Stored data entries

§ §

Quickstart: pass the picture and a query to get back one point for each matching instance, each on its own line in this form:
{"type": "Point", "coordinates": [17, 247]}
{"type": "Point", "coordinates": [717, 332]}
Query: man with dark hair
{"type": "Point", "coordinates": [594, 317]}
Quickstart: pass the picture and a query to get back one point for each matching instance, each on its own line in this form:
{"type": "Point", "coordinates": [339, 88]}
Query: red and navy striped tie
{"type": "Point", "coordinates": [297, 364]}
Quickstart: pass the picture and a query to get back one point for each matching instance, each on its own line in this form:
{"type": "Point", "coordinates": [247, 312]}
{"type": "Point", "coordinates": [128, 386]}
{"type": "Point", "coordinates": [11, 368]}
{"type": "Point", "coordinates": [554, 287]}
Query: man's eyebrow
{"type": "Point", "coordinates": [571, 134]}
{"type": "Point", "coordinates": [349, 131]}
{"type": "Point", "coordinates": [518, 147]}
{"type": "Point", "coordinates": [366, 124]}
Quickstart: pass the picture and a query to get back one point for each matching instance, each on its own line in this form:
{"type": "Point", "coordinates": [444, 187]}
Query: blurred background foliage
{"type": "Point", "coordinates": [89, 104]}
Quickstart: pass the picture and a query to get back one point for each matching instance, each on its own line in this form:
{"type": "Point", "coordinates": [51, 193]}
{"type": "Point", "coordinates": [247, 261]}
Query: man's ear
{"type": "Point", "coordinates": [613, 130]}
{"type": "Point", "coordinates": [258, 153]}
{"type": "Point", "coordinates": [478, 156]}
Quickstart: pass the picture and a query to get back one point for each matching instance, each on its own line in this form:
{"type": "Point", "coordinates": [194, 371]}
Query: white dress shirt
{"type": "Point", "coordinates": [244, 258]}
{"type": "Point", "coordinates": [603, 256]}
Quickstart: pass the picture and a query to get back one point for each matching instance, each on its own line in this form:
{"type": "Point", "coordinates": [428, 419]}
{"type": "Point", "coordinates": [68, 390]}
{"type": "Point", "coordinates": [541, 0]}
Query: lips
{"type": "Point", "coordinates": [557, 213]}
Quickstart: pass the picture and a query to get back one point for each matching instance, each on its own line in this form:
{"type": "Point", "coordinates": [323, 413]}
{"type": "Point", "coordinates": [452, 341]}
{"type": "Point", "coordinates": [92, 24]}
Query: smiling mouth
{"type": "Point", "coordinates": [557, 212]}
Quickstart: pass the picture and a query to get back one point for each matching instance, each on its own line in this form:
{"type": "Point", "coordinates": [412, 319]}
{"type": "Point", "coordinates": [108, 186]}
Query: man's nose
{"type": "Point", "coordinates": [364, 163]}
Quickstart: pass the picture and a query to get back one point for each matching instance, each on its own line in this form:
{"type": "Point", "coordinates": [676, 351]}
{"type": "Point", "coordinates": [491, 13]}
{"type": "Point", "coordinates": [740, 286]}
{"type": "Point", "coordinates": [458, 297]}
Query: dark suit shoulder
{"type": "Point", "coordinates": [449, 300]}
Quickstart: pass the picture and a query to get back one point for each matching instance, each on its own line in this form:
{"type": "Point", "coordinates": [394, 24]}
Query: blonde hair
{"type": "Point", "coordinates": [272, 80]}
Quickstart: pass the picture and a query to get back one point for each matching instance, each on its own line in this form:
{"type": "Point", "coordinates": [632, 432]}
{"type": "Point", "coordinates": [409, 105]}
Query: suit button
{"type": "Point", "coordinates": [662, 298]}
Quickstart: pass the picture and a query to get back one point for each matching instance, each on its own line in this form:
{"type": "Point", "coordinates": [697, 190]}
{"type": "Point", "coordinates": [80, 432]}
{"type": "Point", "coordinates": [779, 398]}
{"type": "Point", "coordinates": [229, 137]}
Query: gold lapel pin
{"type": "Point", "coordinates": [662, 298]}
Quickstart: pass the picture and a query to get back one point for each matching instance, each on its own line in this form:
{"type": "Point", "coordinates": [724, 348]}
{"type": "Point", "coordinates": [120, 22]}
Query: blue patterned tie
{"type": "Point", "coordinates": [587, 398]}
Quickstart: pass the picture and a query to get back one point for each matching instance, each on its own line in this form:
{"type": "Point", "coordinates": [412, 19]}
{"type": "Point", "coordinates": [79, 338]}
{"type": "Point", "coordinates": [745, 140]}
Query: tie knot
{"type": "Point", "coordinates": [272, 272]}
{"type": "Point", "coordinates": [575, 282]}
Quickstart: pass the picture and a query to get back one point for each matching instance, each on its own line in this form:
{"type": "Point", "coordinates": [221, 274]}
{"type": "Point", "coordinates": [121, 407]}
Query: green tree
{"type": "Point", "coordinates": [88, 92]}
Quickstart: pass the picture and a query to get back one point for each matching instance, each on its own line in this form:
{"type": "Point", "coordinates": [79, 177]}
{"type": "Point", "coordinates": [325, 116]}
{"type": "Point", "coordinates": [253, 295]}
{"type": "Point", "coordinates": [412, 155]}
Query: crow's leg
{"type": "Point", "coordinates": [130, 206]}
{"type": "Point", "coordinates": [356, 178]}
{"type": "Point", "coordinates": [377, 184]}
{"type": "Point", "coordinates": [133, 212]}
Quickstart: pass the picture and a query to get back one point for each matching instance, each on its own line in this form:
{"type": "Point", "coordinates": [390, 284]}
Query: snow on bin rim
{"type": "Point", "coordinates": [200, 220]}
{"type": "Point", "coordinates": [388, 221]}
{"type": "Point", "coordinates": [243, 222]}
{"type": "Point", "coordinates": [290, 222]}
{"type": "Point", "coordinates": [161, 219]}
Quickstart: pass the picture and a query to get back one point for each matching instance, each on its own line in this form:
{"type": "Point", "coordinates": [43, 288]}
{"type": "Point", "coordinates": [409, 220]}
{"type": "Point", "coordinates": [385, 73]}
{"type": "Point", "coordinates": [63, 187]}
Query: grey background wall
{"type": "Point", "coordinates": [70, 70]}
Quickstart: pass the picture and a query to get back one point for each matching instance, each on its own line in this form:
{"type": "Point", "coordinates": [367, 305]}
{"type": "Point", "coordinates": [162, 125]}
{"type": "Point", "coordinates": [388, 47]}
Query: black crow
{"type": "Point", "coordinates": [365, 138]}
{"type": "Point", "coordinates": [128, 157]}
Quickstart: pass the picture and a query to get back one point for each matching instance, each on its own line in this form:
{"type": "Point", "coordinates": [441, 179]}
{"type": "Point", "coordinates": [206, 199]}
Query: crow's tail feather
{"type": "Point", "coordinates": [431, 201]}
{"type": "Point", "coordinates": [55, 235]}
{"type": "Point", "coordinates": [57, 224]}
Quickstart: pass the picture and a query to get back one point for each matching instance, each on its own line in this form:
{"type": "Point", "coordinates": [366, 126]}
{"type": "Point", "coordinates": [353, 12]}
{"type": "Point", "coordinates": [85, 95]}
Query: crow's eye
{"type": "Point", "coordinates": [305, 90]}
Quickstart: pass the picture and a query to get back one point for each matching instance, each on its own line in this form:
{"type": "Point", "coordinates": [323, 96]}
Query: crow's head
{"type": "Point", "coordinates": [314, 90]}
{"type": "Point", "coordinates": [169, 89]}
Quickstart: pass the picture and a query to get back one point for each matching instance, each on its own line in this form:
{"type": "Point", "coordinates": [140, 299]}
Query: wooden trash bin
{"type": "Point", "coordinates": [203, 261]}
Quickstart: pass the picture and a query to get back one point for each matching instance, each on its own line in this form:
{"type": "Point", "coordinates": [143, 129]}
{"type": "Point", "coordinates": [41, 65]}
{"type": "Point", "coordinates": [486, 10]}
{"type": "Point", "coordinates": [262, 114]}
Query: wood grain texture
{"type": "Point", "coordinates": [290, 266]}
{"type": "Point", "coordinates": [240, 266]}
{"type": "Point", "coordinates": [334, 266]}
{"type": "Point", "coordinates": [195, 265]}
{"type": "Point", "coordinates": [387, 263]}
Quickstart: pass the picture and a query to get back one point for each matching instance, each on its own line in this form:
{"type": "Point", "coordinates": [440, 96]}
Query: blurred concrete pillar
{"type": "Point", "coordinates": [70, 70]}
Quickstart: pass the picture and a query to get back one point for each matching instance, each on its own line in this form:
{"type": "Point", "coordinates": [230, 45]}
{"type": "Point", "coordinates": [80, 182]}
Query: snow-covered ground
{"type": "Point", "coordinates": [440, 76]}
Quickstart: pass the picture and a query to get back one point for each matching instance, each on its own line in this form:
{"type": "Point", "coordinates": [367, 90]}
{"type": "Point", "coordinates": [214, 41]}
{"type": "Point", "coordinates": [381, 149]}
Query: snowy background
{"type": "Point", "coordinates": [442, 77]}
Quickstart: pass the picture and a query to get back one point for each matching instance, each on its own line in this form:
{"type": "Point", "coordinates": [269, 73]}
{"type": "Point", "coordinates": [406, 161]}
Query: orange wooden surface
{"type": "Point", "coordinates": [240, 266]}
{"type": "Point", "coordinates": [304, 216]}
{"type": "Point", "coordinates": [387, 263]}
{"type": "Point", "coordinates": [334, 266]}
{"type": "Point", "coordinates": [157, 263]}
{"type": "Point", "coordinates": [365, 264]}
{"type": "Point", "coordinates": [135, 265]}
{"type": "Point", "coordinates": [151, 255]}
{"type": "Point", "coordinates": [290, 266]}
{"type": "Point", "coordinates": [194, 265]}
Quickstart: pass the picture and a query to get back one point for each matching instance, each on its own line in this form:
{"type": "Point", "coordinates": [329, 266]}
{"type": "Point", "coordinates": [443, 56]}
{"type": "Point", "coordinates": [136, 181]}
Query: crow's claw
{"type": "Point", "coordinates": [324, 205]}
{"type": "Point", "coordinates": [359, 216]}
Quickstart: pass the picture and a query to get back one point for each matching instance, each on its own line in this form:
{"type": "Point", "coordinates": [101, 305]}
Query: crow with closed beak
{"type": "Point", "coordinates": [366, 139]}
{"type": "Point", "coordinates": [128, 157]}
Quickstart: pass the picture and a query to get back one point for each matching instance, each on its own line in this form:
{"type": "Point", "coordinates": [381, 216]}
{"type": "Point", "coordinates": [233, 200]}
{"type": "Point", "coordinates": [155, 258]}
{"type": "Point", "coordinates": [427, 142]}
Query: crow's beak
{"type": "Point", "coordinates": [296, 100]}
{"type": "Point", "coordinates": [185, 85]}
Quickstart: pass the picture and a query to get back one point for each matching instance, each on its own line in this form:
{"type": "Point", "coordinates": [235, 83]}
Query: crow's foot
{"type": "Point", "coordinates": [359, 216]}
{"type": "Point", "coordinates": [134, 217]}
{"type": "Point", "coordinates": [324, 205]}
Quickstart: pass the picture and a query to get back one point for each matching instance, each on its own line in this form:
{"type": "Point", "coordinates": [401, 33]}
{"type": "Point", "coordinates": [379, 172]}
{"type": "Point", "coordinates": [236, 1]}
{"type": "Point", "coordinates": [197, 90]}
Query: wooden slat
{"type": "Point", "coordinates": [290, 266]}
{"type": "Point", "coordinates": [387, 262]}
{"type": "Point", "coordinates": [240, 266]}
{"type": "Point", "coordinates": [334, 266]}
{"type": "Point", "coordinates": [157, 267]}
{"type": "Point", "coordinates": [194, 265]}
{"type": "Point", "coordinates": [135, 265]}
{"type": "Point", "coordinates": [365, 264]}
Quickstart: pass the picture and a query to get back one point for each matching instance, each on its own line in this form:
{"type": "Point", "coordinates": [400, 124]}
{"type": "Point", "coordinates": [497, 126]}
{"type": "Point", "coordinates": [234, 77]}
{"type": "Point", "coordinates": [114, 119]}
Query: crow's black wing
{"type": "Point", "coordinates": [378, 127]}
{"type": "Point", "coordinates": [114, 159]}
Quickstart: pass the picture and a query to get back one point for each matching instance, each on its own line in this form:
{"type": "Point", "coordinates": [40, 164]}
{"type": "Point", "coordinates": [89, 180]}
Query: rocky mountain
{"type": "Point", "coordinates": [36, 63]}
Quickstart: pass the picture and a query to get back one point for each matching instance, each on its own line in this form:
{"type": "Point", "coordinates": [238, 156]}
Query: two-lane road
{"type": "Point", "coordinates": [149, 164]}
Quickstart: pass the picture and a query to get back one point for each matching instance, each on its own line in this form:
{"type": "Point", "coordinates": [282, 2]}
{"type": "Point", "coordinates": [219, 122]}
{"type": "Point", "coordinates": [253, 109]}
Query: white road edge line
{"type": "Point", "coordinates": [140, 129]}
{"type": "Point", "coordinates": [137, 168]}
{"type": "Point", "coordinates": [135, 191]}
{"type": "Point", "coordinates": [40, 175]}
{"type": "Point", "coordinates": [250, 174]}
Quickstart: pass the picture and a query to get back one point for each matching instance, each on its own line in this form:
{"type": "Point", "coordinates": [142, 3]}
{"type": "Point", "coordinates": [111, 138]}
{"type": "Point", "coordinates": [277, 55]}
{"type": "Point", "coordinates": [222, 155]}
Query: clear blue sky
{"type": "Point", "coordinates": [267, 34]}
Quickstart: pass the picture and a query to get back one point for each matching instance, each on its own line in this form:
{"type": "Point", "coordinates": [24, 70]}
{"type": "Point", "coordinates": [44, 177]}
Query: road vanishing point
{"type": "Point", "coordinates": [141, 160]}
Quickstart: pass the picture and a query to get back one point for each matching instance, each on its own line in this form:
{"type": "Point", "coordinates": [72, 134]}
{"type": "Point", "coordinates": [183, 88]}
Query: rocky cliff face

§ §

Exactly as they appear above, write out the line containing "Query: two-lane road" and each line that comes after it in the records.

Query: two-lane road
{"type": "Point", "coordinates": [149, 164]}
Quickstart: pass the picture and a query to get back one point for each matching instance, each on its own line in this form:
{"type": "Point", "coordinates": [282, 2]}
{"type": "Point", "coordinates": [219, 122]}
{"type": "Point", "coordinates": [253, 109]}
Query: white road edge line
{"type": "Point", "coordinates": [140, 129]}
{"type": "Point", "coordinates": [137, 168]}
{"type": "Point", "coordinates": [135, 191]}
{"type": "Point", "coordinates": [40, 175]}
{"type": "Point", "coordinates": [250, 174]}
Quickstart: pass the picture and a query to get back one point for each matching instance, each on its own line in this form:
{"type": "Point", "coordinates": [142, 3]}
{"type": "Point", "coordinates": [111, 138]}
{"type": "Point", "coordinates": [277, 55]}
{"type": "Point", "coordinates": [222, 155]}
Query: clear blue sky
{"type": "Point", "coordinates": [267, 34]}
Quickstart: pass the picture and a query to get back one point for each matching instance, each on its own line in this form:
{"type": "Point", "coordinates": [24, 70]}
{"type": "Point", "coordinates": [44, 177]}
Query: road vanishing point
{"type": "Point", "coordinates": [141, 160]}
Quickstart: pass the picture and a query to get back one point for each matching instance, each on its own line in this form:
{"type": "Point", "coordinates": [72, 134]}
{"type": "Point", "coordinates": [183, 88]}
Query: rocky cliff face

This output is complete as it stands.